--- Tareas y ejercicios ---
(a) Explique, según el texto sobre el Warsaw Security Forum, por qué el heroísmo por sí solo no basta para ganar una guerra.
(b) Indique cuántos participantes de alto nivel reúne el Warsaw Security Forum según el texto sobre ese foro.
(c) Reproduzca el fragmento del texto sobre el Warsaw Security Forum desde "English version available" hasta "su cuarto año.", incluidas ambas partes.

--- Sección del documento ---
┌────────
Mañana por la mañana, a partir de las 9:00 horas, se inaugura en Polonia una cita europea clave: el Warsaw Security Forum. Con más de 2.500 participantes de alto nivel, la revista es socia y estaremos presentes para llevar a cabo mesas redondas y entrevistas en profundidad.
English version available at this link
Europa se encuentra hoy en un punto de inflexión. Por un lado, una acción decisiva, una estrategia clara y un continente seguro. Por otro, la vacilación, la indecisión y el riesgo final de enfrentarse a una Rusia más fuerte y temeraria en condiciones mucho peores.
La guerra en Ucrania entra en su cuarto año.
Lo que comenzó como una invasión a gran escala se ha convertido en una agotadora guerra de desgaste. La resistencia de Ucrania ha sido extraordinaria; en una situación muy desfavorable, la resistencia ucraniana detuvo la primera carga del ejército ruso, recuperó territorios y protegió su capital.
Pero el heroísmo por sí solo no basta para ganar una guerra. Debe ir acompañado de una estrategia y de recursos que hagan que la victoria sea inevitable, y no simplemente posible.
└────────
--- Datos almacenados ---
┌────────
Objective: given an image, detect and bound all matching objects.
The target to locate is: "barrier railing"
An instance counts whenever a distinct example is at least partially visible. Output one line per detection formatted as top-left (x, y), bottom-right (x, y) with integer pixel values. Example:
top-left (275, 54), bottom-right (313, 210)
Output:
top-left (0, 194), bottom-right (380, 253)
└────────
--- Soluciones del ejercicio ---
(a) El heroísmo debe ir acompañado de una estrategia y de recursos que hagan que la victoria sea inevitable, y no simplemente posible.

(b) Más de 2.500 participantes de alto nivel.

(c)
English version available at this link
Europa se encuentra hoy en un punto de inflexión. Por un lado, una acción decisiva, una estrategia clara y un continente seguro. Por otro, la vacilación, la indecisión y el riesgo final de enfrentarse a una Rusia más fuerte y temeraria en condiciones mucho peores.
La guerra en Ucrania entra en su cuarto año.